INPUT ROWS:
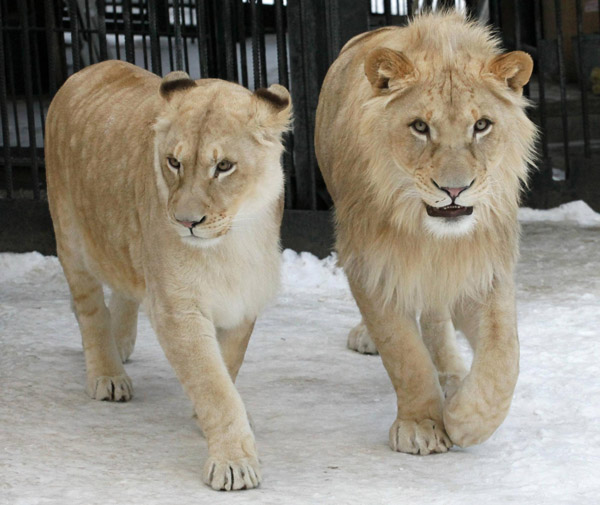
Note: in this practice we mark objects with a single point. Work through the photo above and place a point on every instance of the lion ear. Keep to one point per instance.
(174, 82)
(273, 108)
(384, 66)
(513, 68)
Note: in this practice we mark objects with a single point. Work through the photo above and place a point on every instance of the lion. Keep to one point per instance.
(424, 144)
(170, 192)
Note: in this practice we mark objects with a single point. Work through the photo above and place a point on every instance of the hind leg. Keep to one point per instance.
(123, 316)
(106, 377)
(360, 341)
(439, 336)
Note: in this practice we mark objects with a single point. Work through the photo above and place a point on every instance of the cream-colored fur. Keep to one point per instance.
(199, 248)
(396, 124)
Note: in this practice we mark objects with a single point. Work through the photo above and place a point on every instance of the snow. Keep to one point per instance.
(322, 412)
(577, 212)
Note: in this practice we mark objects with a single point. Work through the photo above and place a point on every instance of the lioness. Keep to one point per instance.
(170, 192)
(424, 144)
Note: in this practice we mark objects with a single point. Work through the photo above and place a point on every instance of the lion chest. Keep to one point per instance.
(236, 288)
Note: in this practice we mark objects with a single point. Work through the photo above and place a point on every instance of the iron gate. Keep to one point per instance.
(293, 42)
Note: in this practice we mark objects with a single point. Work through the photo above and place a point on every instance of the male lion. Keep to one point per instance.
(424, 145)
(170, 192)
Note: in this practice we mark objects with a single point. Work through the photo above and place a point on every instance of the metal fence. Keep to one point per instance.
(259, 42)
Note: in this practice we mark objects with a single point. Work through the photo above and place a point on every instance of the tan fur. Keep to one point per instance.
(403, 264)
(115, 203)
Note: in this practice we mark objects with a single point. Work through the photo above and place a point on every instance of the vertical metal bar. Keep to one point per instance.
(129, 52)
(51, 45)
(517, 20)
(75, 41)
(282, 63)
(563, 85)
(88, 26)
(26, 54)
(13, 92)
(242, 42)
(229, 47)
(387, 11)
(582, 84)
(143, 11)
(169, 40)
(178, 39)
(101, 11)
(62, 47)
(255, 45)
(8, 175)
(154, 41)
(261, 42)
(37, 70)
(116, 29)
(186, 59)
(202, 43)
(283, 74)
(541, 81)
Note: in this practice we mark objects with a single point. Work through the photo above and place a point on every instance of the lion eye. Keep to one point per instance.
(224, 166)
(482, 125)
(173, 163)
(420, 127)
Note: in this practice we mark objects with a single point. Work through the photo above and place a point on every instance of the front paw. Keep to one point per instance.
(423, 437)
(469, 418)
(115, 389)
(360, 341)
(230, 475)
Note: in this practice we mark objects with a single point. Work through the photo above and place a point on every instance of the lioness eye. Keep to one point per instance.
(482, 125)
(173, 163)
(224, 166)
(420, 126)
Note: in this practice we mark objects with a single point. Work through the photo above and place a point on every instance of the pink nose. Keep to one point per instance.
(454, 192)
(190, 224)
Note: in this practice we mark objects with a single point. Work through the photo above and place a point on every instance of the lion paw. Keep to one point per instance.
(470, 420)
(230, 475)
(113, 389)
(125, 347)
(360, 341)
(422, 437)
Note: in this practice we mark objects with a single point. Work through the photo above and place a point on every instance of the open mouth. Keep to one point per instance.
(452, 210)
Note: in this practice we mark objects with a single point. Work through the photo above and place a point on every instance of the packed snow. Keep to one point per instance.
(321, 412)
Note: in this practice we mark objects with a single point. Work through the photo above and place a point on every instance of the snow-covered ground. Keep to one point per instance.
(322, 412)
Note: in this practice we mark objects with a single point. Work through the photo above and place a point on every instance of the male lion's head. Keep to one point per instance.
(453, 139)
(217, 154)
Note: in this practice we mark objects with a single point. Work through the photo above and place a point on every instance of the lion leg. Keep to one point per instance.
(439, 336)
(123, 315)
(106, 377)
(233, 343)
(360, 341)
(190, 343)
(419, 426)
(483, 399)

GOAL: None of the pictures should appear; repeat the records exactly otherwise.

THE ANSWER:
Note: in this practice we mark objects with a single point. Work through the photo above and place a point on every instance of the lion ear. Keep to one point per instance.
(174, 82)
(273, 108)
(384, 66)
(513, 68)
Note: in this practice we mark objects with a single point. Work through the photo above and place a point on every instance of the lion. Keep to one point per instance.
(424, 144)
(170, 192)
Note: in this practice we mark objects with a single point. Work through the photo above and place a point on every instance of the hind leg. Keep to one point per instance.
(123, 316)
(106, 377)
(360, 341)
(439, 336)
Note: in this practice we mark objects with a single point. Work through the photo above and place a point on every instance of the cream-colored fur. Keep to one point per instance.
(199, 248)
(396, 124)
Note: in this practice we mark objects with a single point. Work through the photo above and place a point on every instance of the snow. Keep to one point per instance.
(322, 412)
(577, 212)
Note: in this practice we mark objects with a single point. Work through the photo above and place a point on every instance of the lioness. Keep to one point per instance.
(170, 192)
(424, 144)
Note: in this practice we mark objects with a single point. Work through the photo above and place a point on every instance of the lion chest. Keep to one point per instance.
(236, 288)
Note: in this practice we mark objects with a single point. Work through the photo above and place a point on every instance of the iron gate. Keep to one point per instance.
(293, 42)
Note: in this practice we mark objects with a single point. Work through the photo above and place a point on every instance of the male lion. Keep to one point per instance.
(424, 145)
(170, 192)
Note: in this practice we mark objects with a single point. Work through the photo above and place a point on every instance of the metal fence. Keep to one point per instance.
(259, 42)
Note: in this practice we mark objects with a single point. Work through the photo above and place a point on every instance of the tan fur. Keep to one point per instance.
(403, 264)
(115, 203)
Note: in this practice we mark objects with a single point. Work through the photo above and place a point on every instance of the vertical metal bar. Keep to one point per instance.
(129, 52)
(51, 45)
(517, 20)
(75, 41)
(282, 63)
(563, 85)
(88, 26)
(26, 54)
(13, 92)
(242, 42)
(229, 47)
(387, 11)
(582, 84)
(143, 11)
(169, 40)
(178, 39)
(101, 11)
(62, 47)
(255, 45)
(8, 175)
(154, 41)
(261, 42)
(37, 70)
(116, 29)
(186, 59)
(202, 43)
(283, 74)
(541, 81)
Note: in this practice we mark objects with a single point. Work through the photo above and place a point on every instance of the lion eye. Keep to one point per instance.
(224, 166)
(482, 125)
(173, 163)
(420, 127)
Note: in this practice we mark objects with a single point. Work through the photo above and place a point on every instance of the front paw. Keep to one point per instance.
(423, 437)
(469, 418)
(115, 389)
(360, 341)
(230, 475)
Note: in this practice we mark objects with a single point. Work through the photo above and place a point on every instance of the lioness eye. Keep to one point per instance.
(482, 125)
(173, 163)
(224, 166)
(420, 126)
Note: in this practice we mark objects with a single point. Work through the photo above and place a point on every instance of the pink nose. Keep to one point per instance.
(454, 192)
(190, 224)
Note: in this practice we mark objects with a single point. Work through the photo above and place a point on every instance of the lion paw. Keep to one point per instance.
(470, 420)
(230, 475)
(113, 389)
(125, 347)
(360, 341)
(422, 437)
Note: in this practice we mark objects with a single point. Work through the photo above and place a point on every instance of the open mouth. Keep to one point per instance.
(452, 210)
Note: in this practice we mark objects with a single point. Work through the photo above and place a point on every instance of the packed snow. Keep to one point per instance.
(321, 412)
Note: in this practice we mark objects with a single point. Work through the photo above and place a point on every instance of the snow-covered ground. Keep to one point per instance.
(322, 412)
Note: in this practice we mark objects with a single point. Work through the photo above and place a point on every instance of the male lion's head. Keep to one point per instance.
(453, 139)
(217, 154)
Note: in this practice we mark objects with a single point. Work through the photo above and place a point on every instance of the lion leg. Keep to one point per instance.
(439, 336)
(123, 315)
(106, 377)
(233, 343)
(360, 341)
(190, 343)
(419, 426)
(483, 399)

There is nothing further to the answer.